**Set task 1:** Summarize the hoop house thread below in two sentences.

**Text block:**
[START]

# hoop house raised bed



## brucehylton (Nov 6, 2010)

Do some gardening, but not enough. I am going to try putting a hoop house over my raised beds that I am slowly getting on line. They are 120 square feet total in 3 beds. Rain and cold is too hard to keep up with so would rather water and try to control temperature some. Anyone with any pointers or suggestions,I would be pleased to hear them. I am going toward raised beds to get away from some of the back pain and cut back on wild weeds that grow here. Some of which we harvest. Also hoping to extend growing season. Thanks in advance.


----------



## Meerkat (May 31, 2011)

Hoop house really works good for us over our raised beds. We have harvested 3 crops of mustard greens in one and some really nice broccoli in the other.

Temps got down to 15 one night and with these little oil lanterns if kept them alive and growing. Kerosene lanterns is what we use to call them. They have a glass globe and will burn all night for about 25 cent worth of lamp oil or kerosene, we use lamp oil because of smell but kerosene will work in a pinch. Of course its over $400 a gal,now.

Oil lamps with the glass globes really did the trick for us. Of course you have to uncover them soon as the sun comes out or they will burn up the plants.








[/URL][/IMG]


----------



## Meerkat (May 31, 2011)

Here is the crop, we use every bit of the plant. The leaves and stems make good greens. We cut the woody part off some of the stems.


----------



## brucehylton (Nov 6, 2010)

That is what I want to do someday. I don't do good with the snow and rain we are having. Does look like a warming trend coming.


----------



## crabapple (Jan 1, 2012)

We used 2 X 4 frame & 6 mil clear plastic for hard wood cutting.
I have used soft metal or thin wall steel conduit to make hoop houses.
Concrete wire (150' X 5')for about $110.00 will work too.

I hope to try early planting with black plastic on the soil to warm it & hoop house/ solar hot house to get a jump on Spring by a few weeks.

[END]

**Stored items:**
[START]

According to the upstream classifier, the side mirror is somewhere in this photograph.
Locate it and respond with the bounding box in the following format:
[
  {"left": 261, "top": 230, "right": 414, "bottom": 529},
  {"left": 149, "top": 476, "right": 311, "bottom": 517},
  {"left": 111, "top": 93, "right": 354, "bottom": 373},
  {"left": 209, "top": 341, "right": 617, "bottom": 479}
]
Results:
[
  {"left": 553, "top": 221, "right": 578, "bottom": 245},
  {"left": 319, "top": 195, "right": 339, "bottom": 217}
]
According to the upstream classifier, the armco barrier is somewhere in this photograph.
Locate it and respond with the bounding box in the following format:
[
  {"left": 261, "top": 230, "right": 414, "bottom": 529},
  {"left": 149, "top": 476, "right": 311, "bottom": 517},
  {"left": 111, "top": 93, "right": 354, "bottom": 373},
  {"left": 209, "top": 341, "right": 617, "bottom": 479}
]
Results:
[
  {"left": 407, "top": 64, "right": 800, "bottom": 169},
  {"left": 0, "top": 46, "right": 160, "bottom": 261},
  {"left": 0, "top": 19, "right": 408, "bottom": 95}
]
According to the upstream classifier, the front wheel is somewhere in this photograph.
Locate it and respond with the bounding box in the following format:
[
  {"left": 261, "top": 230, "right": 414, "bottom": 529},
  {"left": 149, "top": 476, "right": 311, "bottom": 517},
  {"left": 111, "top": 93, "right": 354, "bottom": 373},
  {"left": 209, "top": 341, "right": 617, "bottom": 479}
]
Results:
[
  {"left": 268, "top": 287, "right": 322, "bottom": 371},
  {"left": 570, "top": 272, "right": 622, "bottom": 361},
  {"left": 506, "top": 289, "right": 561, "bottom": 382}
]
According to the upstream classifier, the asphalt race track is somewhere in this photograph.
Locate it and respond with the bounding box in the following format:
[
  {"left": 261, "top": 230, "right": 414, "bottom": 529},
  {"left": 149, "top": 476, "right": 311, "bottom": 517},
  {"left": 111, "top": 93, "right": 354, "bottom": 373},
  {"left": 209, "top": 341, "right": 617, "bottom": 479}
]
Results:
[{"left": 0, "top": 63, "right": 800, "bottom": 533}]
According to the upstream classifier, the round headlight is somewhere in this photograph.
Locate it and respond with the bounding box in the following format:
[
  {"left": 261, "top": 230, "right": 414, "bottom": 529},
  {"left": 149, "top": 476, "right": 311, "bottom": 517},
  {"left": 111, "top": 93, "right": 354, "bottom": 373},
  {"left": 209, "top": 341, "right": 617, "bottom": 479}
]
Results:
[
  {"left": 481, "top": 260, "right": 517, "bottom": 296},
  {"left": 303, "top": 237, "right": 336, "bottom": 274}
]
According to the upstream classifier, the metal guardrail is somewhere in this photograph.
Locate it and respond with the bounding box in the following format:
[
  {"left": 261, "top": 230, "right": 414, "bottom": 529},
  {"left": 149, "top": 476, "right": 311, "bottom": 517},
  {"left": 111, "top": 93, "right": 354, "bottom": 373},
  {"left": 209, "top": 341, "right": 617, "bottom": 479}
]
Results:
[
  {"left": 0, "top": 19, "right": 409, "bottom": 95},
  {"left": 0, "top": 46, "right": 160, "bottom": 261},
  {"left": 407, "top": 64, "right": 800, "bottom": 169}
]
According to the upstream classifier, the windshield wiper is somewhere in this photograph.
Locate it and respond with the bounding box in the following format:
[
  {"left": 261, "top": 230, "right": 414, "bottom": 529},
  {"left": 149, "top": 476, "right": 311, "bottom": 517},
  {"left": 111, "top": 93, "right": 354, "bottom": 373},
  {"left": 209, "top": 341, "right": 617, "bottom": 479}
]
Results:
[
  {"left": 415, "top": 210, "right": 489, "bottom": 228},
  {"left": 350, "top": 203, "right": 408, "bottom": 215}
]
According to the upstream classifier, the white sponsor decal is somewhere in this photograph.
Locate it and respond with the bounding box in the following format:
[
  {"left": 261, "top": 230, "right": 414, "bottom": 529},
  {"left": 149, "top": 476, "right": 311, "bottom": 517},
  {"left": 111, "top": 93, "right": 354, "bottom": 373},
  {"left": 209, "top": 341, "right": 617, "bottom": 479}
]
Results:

[END]

**Set task 2:** Pick out each line of the records above that contains the word "According", and copy those lines.

**Full output 1:** One poster plans to put a hoop house over three raised beds totaling 120 square feet, hoping to ease back pain, cut back on weeds, and extend the growing season. Replies report that a hoop house with oil lamps kept mustard greens and broccoli alive through a night at 15 degrees, and suggest building hoops from steel conduit or concrete wire and warming the soil with black plastic.

**Full output 2:**
According to the upstream classifier, the side mirror is somewhere in this photograph.
According to the upstream classifier, the armco barrier is somewhere in this photograph.
According to the upstream classifier, the front wheel is somewhere in this photograph.
According to the upstream classifier, the asphalt race track is somewhere in this photograph.
According to the upstream classifier, the round headlight is somewhere in this photograph.
According to the upstream classifier, the metal guardrail is somewhere in this photograph.
According to the upstream classifier, the windshield wiper is somewhere in this photograph.
According to the upstream classifier, the white sponsor decal is somewhere in this photograph.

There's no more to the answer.